◆ **DOCUMENT PASSAGE**
_____

When you don’t want people to hear what they’d like to hear, you tell yourself not that they’d be hurt by hearing it – after all, that would be for them to decide! – but rather that there are people who’d be hurt by knowing that other people are hearing what these people don’t want these other people to hear. In the campaign against academic freedom this has come to be known as the Hurt Argument. That is, the harm accrues not to the listener of the speech being censored, but rather to the person knowing that the speech is being listened to.

To clarify, try it this way: It’s not that country ’n’ western hurts my ears. How could it, since I don’t listen to it? Nor do I worry that country ’n’ western will hurt the ears of those who do listen to it. It’s that it hurts my sensibilities knowing that people do listen it, whether it hurts their ears or not.

_____

◆ **INFORMATION SHOWN**
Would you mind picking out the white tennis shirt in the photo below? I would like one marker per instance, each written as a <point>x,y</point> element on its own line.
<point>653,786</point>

_____

◆ **STATED EXERCISE 1**
Say whether each statement agrees with the Hurt Argument passage, answering yes or no and quoting the words of the text that decide it. (a) The harm the passage describes falls on the listener of the censored speech. (b) The passage says the name "Hurt Argument" arose in the campaign against academic freedom. (c) In the country ’n’ western example, the speaker does not listen to it.
◆ **STATED EXERCISE 2**
Please transcribe the Hurt Argument passage, starting at "When you don’t" and ending at "being listened to.".
◆ **STATED EXERCISE 3**
Render this sentence from the Hurt Argument passage in Spanish: "Nor do I worry that country ’n’ western will hurt the ears of those who do listen to it."

◆ **TASK ANSWER 1**
(a) No: "the harm accrues not to the listener of the speech being censored, but rather to the person knowing that the speech is being listened to."
(b) Yes: "In the campaign against academic freedom this has come to be known as the Hurt Argument."
(c) Yes: "How could it, since I don’t listen to it?"

◆ **TASK ANSWER 2**
When you don’t want people to hear what they’d like to hear, you tell yourself not that they’d be hurt by hearing it – after all, that would be for them to decide! – but rather that there are people who’d be hurt by knowing that other people are hearing what these people don’t want these other people to hear. In the campaign against academic freedom this has come to be known as the Hurt Argument. That is, the harm accrues not to the listener of the speech being censored, but rather to the person knowing that the speech is being listened to.

◆ **TASK ANSWER 3**
Tampoco me preocupa que el country ’n’ western lastime los oídos de quienes sí lo escuchan.